» Extrait du texte:
************

Nomination de la prière juive
La prière juive se nomme globalement téfila (Isaïe 1, 15), de la racine pll qui veut dire s’évaluer, se juger (léitpallél). Cela nous indique que la prière est autant pour l’homme que pour D.ieu.
Selon Ribbi Yo’hanane (Dévarim Rabba 2,1), la prière est appelée par 10 noms différents qui ont chacun une caractéristique particulière (âssara léchonote niqréte téfila) :
– chaveâ (Chemote, Exode, 2, 23) qui comporte la supplication,
– tséâqa (Chemote, Exode, 2, 23) qui comporte le cri,
– néâqa (Chemote, Exode, 2, 24) qui comporte le soupir et le gémissement,
– rinna (Jérémie 7, 16) qui comporte la supplication bruyante,
– péguiâ (Jérémie 7, 16) qui comporte l’attitude de cogner, porter atteinte,
– bitsour (Psaume 18, 7) qui comporte l’angoisse qui étrangle,
– qeria (Psaume 18, 7) qui comporte l’appel,
– nippoul (Devarim 9, 18) qui comporte la chute de prosternation suppliante,
– palloul (Psaume 106, 30) qui comporte l’action de faire justice,
– ta’hanounim (Devarim 3, 23) qui comporte l’imploration. Moché n’a utilisé que ce mode.
Cinq psaumes sont nommés explicitement « prière », téfila (psaumes 17, 86, 90, 102, 142). Les autres formes de nomination des psaumes (chant, poème, mizmor, chir…) est une question différente.
Ces mouvements intérieurs divers dans la prière nous indiquent que la prière est un art, dont on a à apprendre les nuances. Comment ?

************

» Données fournies:
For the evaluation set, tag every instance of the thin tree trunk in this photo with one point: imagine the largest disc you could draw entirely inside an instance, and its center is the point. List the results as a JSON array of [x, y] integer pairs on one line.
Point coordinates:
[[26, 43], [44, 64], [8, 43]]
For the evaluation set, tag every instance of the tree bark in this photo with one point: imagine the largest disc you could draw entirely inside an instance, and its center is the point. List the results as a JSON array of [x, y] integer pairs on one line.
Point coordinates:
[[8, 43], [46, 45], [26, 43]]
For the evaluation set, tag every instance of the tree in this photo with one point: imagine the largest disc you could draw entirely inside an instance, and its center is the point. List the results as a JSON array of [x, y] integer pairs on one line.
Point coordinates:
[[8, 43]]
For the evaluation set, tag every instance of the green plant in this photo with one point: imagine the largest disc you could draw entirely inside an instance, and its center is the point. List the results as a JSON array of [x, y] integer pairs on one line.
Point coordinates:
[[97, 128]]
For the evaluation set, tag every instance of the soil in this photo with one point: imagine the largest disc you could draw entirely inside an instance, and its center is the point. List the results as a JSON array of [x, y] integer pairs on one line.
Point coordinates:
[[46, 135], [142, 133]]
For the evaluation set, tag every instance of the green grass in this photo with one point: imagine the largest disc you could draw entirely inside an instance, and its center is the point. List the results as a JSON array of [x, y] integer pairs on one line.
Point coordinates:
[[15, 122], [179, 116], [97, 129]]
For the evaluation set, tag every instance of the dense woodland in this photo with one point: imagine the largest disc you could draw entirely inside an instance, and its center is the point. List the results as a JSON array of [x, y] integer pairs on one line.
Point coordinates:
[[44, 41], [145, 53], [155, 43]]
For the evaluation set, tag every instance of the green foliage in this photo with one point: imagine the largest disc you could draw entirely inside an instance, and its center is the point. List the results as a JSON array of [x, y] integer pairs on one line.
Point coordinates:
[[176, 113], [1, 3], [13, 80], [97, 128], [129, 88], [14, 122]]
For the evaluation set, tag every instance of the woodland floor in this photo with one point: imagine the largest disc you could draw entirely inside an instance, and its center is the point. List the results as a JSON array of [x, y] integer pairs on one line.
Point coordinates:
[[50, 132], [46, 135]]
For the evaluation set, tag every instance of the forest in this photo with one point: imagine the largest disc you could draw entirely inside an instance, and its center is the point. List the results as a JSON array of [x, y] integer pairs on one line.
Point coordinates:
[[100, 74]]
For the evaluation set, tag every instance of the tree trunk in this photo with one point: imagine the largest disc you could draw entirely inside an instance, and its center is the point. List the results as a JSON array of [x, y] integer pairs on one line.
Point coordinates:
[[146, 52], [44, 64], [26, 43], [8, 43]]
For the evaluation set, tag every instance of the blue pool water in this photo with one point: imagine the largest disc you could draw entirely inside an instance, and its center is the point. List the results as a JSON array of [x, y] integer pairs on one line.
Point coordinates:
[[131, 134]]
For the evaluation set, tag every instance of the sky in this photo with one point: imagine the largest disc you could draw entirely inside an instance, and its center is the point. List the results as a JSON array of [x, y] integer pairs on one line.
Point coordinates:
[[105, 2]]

************

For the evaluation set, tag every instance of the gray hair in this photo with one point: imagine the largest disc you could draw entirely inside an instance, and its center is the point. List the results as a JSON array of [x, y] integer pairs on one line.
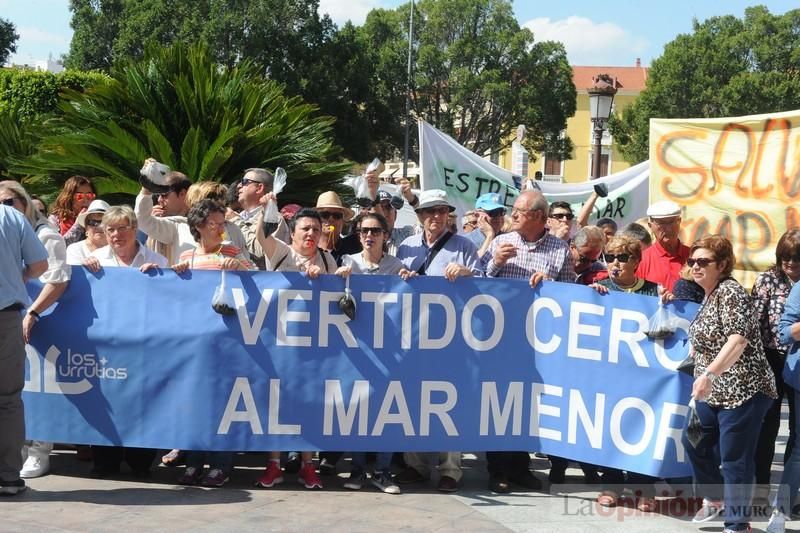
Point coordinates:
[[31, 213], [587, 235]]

************

» Complétez ce qui suit:
**a)** Affichez mot pour mot le passage du texte sur la prière juive qui commence par « Cinq psaumes sont » et se poursuit jusqu'à « une question différente. ».
**b)** Restituez à l'identique, et uniquement celles-ci, les lignes des enregistrements qui vont de la ligne contenant « For the evaluation set, tag every instance of the thin » jusqu'à la ligne contenant « [[26, 43], [44, 64], [8, 43]] », ces deux lignes comprises.

» Corrigés détaillés:
**a)**
Cinq psaumes sont nommés explicitement « prière », téfila (psaumes 17, 86, 90, 102, 142). Les autres formes de nomination des psaumes (chant, poème, mizmor, chir…) est une question différente.

**b)**
For the evaluation set, tag every instance of the thin tree trunk in this photo with one point: imagine the largest disc you could draw entirely inside an instance, and its center is the point. List the results as a JSON array of [x, y] integer pairs on one line.
Point coordinates:
[[26, 43], [44, 64], [8, 43]]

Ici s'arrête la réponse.